* Passage shown *
•••
The greatest…[black swan on the horizon] is that, once every five years, the International Monetary Fund (IMF) renews its membership structure (SDR quota, governors, and voting power.) This is significantly in question this year, as China vies for a larger chair at the table. China surpassed the U.S. in 2014 as the world’s largest manufacturing economy but still has less than one-quarter of the voting power of the U.S. and even has less than France or Germany.
The IMF has been dragging its feet on a rebalancing of IMF member voting because doing so would diminishing the influence of the U.S. and increase China’s and has gone so far as to announce the consideration of a delay. In effect it has run the possible delay up the flagpole to see whether it will fly or be torn down.
Clearly the IMF feels it’s on shaky ground with its proposal – and it should be. In recent years, it has arrogantly pushed China away from the IMF table time after time, so the Chinese have taken matters into their own hands. They’ve created their own international development bank, their own worldwide cable communication system, and even their own SWIFT system.
Very soon China will have the ability to run their own worldwide economic system, independent of the U.S./EU/IMF system, and many of the world’s governments have recognised the future opportunities that this would bring to the world. First, Russia and the countries of Southeast Asia signed on, then South America, Africa, and, finally, some EU countries reached agreements with China.
•••
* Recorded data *
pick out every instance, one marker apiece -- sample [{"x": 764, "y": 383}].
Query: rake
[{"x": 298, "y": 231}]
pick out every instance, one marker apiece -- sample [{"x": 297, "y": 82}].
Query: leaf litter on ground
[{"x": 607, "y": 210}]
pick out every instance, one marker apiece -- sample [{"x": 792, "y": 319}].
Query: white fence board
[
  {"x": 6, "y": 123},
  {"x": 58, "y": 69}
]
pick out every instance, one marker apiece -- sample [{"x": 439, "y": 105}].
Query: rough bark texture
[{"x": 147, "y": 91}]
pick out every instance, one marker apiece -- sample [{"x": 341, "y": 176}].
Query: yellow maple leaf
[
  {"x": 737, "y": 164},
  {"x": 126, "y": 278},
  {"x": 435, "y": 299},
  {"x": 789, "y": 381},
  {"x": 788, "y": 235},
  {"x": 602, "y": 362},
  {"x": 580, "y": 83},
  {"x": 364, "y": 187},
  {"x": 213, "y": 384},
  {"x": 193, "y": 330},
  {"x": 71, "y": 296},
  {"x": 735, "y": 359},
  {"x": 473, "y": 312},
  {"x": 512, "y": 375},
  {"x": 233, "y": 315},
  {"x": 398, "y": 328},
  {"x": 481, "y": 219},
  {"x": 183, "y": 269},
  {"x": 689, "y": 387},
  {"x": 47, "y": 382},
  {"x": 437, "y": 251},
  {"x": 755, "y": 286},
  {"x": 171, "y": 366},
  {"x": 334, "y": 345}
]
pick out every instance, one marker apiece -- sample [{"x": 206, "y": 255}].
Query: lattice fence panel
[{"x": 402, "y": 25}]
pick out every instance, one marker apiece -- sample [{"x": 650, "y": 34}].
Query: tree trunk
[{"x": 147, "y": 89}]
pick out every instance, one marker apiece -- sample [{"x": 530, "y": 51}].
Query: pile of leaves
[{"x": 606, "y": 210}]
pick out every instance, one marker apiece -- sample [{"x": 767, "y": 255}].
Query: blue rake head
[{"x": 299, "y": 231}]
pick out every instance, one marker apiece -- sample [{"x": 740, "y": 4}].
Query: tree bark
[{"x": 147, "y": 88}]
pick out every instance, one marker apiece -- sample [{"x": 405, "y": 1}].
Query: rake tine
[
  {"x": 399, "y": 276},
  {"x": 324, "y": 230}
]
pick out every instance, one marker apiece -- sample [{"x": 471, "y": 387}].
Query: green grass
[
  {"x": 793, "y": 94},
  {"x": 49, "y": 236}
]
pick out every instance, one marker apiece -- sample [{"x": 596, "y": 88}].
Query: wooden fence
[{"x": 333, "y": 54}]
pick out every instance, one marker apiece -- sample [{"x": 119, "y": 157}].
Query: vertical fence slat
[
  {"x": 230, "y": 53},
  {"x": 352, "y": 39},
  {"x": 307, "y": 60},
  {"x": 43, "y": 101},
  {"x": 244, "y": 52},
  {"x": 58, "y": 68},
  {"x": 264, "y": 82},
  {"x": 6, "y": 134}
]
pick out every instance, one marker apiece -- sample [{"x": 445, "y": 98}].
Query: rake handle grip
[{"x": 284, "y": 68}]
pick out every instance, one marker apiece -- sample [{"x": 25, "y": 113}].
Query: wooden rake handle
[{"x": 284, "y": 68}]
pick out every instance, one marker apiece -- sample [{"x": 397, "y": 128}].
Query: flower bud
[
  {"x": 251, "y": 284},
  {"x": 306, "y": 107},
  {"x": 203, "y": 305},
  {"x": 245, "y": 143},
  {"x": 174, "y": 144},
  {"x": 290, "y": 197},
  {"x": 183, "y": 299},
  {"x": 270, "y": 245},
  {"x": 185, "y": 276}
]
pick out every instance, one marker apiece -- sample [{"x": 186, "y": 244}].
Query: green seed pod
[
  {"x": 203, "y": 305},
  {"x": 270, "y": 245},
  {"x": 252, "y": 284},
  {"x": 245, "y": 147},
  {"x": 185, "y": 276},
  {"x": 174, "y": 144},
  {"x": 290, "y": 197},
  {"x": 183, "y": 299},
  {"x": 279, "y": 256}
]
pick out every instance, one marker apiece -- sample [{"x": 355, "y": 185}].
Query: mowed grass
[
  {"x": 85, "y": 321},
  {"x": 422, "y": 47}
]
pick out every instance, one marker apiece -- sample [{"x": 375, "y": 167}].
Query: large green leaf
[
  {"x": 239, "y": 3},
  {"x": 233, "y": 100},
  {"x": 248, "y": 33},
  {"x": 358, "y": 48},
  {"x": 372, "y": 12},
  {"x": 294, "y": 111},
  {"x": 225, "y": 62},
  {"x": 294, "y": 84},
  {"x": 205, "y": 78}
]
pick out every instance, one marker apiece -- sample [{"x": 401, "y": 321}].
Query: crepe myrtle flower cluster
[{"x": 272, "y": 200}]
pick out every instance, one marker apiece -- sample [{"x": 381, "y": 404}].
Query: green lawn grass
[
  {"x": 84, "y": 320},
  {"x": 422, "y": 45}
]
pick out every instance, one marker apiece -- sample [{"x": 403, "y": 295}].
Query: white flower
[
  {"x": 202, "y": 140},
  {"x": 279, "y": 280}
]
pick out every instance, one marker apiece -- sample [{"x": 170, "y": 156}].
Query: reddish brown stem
•••
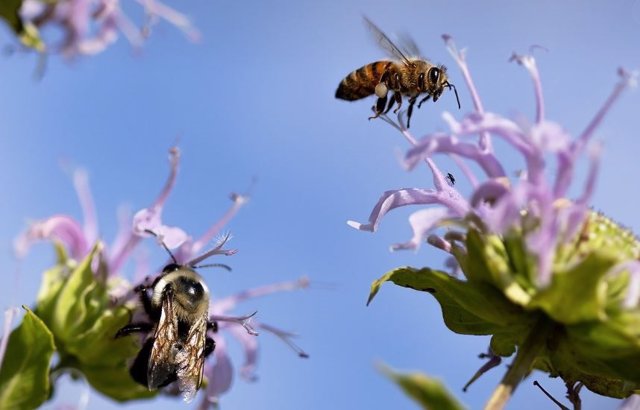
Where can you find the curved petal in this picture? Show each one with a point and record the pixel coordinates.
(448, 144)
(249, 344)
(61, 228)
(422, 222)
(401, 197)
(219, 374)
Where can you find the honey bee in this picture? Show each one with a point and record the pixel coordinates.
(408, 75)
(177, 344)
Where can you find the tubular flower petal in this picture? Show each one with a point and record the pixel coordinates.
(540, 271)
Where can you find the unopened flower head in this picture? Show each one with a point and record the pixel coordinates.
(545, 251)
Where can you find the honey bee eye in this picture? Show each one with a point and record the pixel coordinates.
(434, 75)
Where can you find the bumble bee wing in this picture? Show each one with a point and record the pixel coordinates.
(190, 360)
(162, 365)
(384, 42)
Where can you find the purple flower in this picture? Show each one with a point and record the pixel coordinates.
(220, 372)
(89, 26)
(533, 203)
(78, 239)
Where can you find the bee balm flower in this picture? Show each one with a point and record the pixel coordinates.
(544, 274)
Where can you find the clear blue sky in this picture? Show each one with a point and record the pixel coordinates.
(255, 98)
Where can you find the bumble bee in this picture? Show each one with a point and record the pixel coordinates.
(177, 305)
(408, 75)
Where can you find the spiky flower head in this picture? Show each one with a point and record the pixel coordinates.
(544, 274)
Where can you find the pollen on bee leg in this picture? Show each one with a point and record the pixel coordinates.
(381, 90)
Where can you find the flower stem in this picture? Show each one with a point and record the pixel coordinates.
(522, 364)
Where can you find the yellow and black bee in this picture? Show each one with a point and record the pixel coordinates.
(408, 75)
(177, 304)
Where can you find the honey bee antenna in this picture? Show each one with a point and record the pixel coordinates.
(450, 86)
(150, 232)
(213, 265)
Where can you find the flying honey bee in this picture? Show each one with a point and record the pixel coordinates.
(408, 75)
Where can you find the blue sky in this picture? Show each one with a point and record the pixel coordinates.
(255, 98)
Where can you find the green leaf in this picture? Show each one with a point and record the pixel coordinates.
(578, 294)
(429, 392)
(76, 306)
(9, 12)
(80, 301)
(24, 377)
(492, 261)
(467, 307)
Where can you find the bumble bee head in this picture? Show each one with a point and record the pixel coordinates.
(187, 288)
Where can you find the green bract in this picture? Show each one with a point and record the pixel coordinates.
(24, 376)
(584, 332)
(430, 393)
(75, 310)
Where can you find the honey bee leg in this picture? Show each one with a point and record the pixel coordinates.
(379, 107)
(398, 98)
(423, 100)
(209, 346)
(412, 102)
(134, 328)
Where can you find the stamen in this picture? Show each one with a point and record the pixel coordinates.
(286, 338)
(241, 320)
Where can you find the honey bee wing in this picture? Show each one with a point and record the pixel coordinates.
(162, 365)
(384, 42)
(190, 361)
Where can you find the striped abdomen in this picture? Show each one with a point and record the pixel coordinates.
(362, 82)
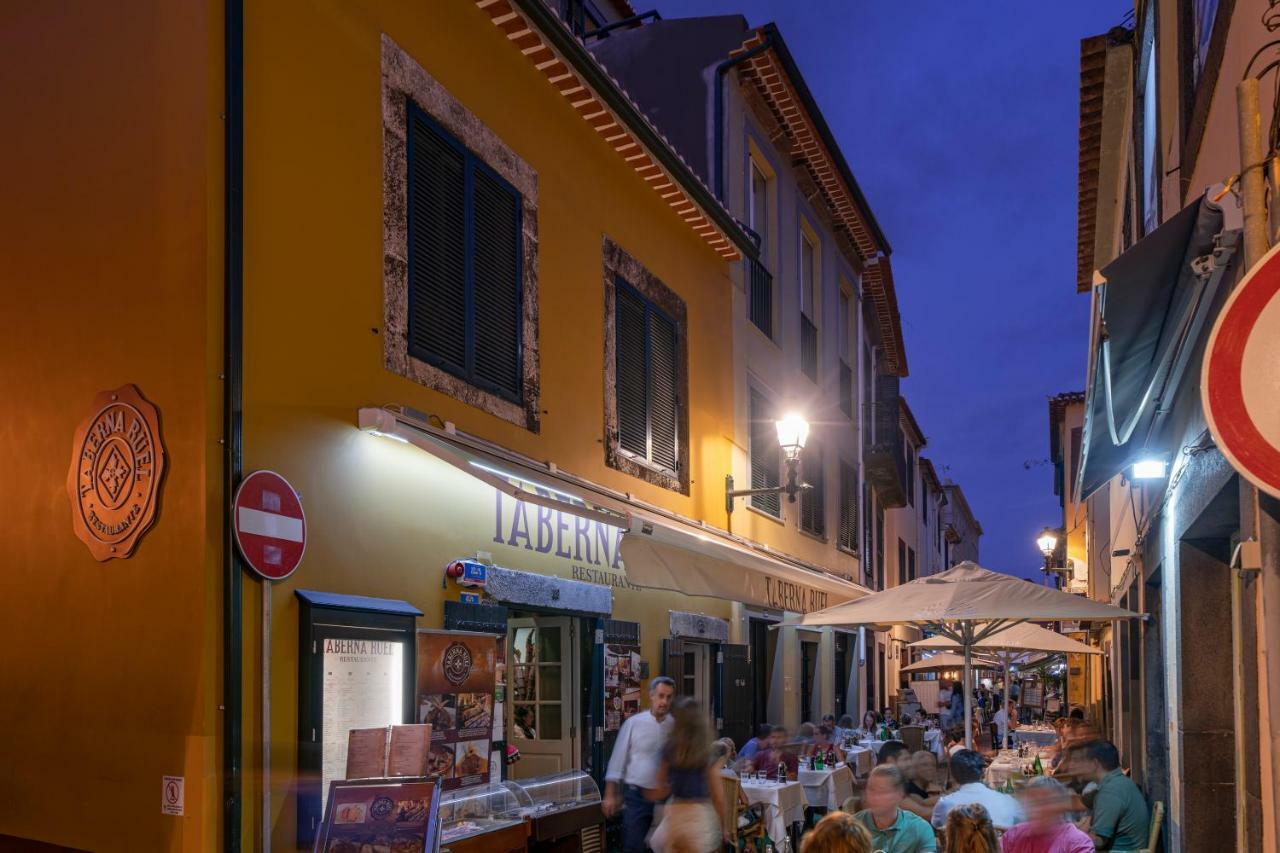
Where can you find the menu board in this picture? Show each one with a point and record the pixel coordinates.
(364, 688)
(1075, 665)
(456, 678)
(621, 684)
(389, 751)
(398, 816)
•••
* Problem set *
**A)** In the IMF passage, turn the paragraph that begins "Very soon China will have" into a short bulleted list that keeps its main facts.
**B)** Continue the IMF passage, starting right after its final sentence.

* Final answers *
**A)**
- China will soon be able to run its own worldwide economic system, independent of the U.S./EU/IMF system.
- Many of the world's governments have recognized the opportunities this would bring.
- Russia and the countries of Southeast Asia signed on first.
- South America and Africa followed.
- Finally, some EU countries reached agreements with China.

**B)**
The IMF is in a jam and no member country more so than the U.S.. If, in October, it allows China greater voting power, it will cast in stone China’s increased economic influence over the world. However, if the IMF chooses to put off China another year, China may move ahead with its own economic system…
What does this mean to the investor? It suggests that, once again in history, October promises to be a month when great economic change may well take place.
When dramatic change looms, it’s best to keep your powder dry, whilst keeping an eye open for opportunities as soon as events reveal the future. Until then, nut–gathering serves to provide an insurance policy against unpleasant economic surprises.